• _TASK OBJECTIVE_: Locate every line below that contains the word "positive", and copy each of those lines in full.

[RECORD SET Boundary: Start]

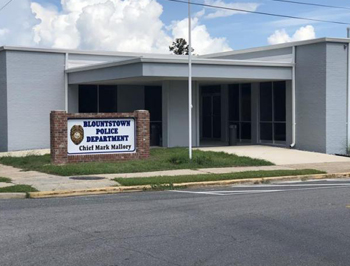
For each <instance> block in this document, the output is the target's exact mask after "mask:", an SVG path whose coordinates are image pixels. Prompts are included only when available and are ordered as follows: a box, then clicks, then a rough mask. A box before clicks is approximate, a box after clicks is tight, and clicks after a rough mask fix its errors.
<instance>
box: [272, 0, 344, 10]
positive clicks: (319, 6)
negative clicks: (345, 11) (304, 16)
mask: <svg viewBox="0 0 350 266" xmlns="http://www.w3.org/2000/svg"><path fill="white" fill-rule="evenodd" d="M270 1H274V2H281V3H289V4H297V5H305V6H318V7H328V8H337V9H346V10H350V7H346V6H332V5H323V4H317V3H305V2H299V1H291V0H270Z"/></svg>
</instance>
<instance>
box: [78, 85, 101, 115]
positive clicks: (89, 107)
mask: <svg viewBox="0 0 350 266" xmlns="http://www.w3.org/2000/svg"><path fill="white" fill-rule="evenodd" d="M79 113H97V85H80V86H79Z"/></svg>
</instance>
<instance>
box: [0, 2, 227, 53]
mask: <svg viewBox="0 0 350 266" xmlns="http://www.w3.org/2000/svg"><path fill="white" fill-rule="evenodd" d="M162 13H163V6H162V5H161V4H159V3H158V2H157V0H61V8H57V7H56V6H54V5H50V4H39V3H37V2H31V1H30V0H17V1H16V5H9V6H8V7H6V12H3V13H2V14H4V15H2V17H0V45H9V44H11V45H23V46H40V47H53V48H69V49H91V50H111V51H130V52H135V51H136V52H160V53H169V45H170V44H171V43H172V41H173V40H174V39H175V38H179V37H185V38H186V39H187V34H185V33H186V32H187V20H178V21H173V22H172V23H171V25H169V26H166V25H164V23H163V21H162V20H161V15H162ZM204 15H205V10H201V11H200V12H198V13H196V14H195V15H194V18H193V28H192V30H193V46H194V48H195V49H196V51H195V52H196V53H198V54H201V53H207V52H221V51H227V50H229V49H230V47H229V45H228V42H227V40H226V39H225V38H214V37H212V36H211V35H210V33H209V32H208V30H207V28H206V26H205V25H203V24H201V23H200V19H201V18H203V17H204Z"/></svg>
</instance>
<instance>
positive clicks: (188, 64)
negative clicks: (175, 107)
mask: <svg viewBox="0 0 350 266" xmlns="http://www.w3.org/2000/svg"><path fill="white" fill-rule="evenodd" d="M191 28H192V27H191V0H188V156H189V158H190V160H192V36H191V35H192V34H191V30H192V29H191Z"/></svg>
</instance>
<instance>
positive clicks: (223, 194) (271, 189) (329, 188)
mask: <svg viewBox="0 0 350 266" xmlns="http://www.w3.org/2000/svg"><path fill="white" fill-rule="evenodd" d="M304 185H308V184H304ZM320 185H321V184H320ZM314 186H316V185H314ZM349 186H350V184H343V185H341V184H339V185H334V184H329V185H327V186H318V187H305V188H295V189H274V190H272V189H268V190H266V189H264V190H262V189H260V190H217V191H189V190H170V191H171V192H177V193H188V194H204V195H213V196H229V195H233V194H241V195H242V194H262V193H275V192H288V191H302V190H320V189H330V188H348V187H349ZM240 187H242V186H240ZM244 187H249V186H244ZM250 187H267V186H265V185H260V186H255V185H254V186H250ZM269 187H271V186H269Z"/></svg>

[RECORD SET Boundary: End]

• _YOUR SOLUTION_:
positive clicks: (319, 6)
positive clicks: (89, 107)
positive clicks: (188, 64)
positive clicks: (223, 194) (271, 189) (329, 188)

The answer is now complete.